* What this task involves:
Please find every line in the data below that contains the string "hand" and copy each such line.

* Data listing:
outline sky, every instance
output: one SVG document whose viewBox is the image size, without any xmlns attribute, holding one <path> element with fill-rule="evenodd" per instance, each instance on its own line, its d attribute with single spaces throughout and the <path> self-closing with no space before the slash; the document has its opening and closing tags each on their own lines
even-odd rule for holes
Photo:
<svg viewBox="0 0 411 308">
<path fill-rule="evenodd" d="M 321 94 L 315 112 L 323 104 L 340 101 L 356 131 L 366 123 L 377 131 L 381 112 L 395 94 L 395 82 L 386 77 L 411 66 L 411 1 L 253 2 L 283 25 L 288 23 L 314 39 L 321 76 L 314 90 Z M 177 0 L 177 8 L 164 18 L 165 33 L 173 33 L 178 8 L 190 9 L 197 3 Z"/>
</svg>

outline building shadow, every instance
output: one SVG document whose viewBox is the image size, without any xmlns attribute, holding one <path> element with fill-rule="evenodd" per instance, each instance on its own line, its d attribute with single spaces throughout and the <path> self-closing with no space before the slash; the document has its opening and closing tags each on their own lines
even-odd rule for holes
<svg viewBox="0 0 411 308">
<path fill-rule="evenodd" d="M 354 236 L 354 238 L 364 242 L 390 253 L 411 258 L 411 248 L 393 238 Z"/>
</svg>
...
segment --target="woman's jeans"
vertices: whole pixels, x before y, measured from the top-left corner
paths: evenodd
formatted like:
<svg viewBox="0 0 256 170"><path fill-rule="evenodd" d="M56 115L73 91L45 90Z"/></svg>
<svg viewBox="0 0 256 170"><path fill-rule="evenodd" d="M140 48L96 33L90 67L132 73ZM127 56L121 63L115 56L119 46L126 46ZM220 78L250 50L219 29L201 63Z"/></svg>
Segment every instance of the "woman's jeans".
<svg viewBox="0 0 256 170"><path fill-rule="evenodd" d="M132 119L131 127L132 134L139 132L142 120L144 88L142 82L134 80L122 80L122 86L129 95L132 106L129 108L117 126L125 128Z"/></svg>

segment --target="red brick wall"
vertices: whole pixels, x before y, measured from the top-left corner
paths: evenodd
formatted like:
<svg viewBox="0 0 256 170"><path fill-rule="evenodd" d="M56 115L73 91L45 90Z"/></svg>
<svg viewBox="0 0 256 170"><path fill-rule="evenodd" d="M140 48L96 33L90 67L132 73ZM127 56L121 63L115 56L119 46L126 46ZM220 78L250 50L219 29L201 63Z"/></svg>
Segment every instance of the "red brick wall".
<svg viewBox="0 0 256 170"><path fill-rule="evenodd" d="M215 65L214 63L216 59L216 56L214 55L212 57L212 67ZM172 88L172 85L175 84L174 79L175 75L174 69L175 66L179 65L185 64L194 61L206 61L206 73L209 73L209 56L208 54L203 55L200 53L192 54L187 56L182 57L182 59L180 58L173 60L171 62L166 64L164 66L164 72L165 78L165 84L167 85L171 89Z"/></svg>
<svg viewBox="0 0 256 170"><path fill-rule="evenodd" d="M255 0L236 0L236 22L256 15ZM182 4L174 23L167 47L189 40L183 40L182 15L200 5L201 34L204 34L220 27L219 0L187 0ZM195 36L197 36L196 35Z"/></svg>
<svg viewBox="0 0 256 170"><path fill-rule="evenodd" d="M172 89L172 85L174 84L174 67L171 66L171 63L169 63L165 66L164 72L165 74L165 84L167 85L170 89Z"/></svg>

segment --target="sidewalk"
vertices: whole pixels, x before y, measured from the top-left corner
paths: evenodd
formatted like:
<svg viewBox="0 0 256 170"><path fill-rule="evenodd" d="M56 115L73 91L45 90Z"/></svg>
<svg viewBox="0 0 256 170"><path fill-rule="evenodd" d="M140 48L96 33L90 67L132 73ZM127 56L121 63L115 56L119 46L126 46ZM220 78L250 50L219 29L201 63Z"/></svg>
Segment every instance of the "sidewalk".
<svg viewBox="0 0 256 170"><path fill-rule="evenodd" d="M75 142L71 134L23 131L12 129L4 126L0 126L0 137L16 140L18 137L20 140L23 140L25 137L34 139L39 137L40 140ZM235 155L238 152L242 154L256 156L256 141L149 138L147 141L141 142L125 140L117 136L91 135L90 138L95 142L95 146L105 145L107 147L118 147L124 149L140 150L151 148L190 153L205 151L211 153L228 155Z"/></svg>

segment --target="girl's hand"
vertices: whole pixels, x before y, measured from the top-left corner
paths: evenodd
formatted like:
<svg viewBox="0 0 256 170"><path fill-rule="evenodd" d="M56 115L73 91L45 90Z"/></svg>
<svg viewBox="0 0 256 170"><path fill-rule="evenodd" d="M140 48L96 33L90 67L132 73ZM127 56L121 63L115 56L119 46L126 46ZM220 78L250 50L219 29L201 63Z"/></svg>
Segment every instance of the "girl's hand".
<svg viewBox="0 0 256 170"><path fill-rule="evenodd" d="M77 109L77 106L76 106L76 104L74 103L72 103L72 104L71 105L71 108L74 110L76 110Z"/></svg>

* Solution below:
segment --target="girl's hand"
Segment every instance of the "girl's hand".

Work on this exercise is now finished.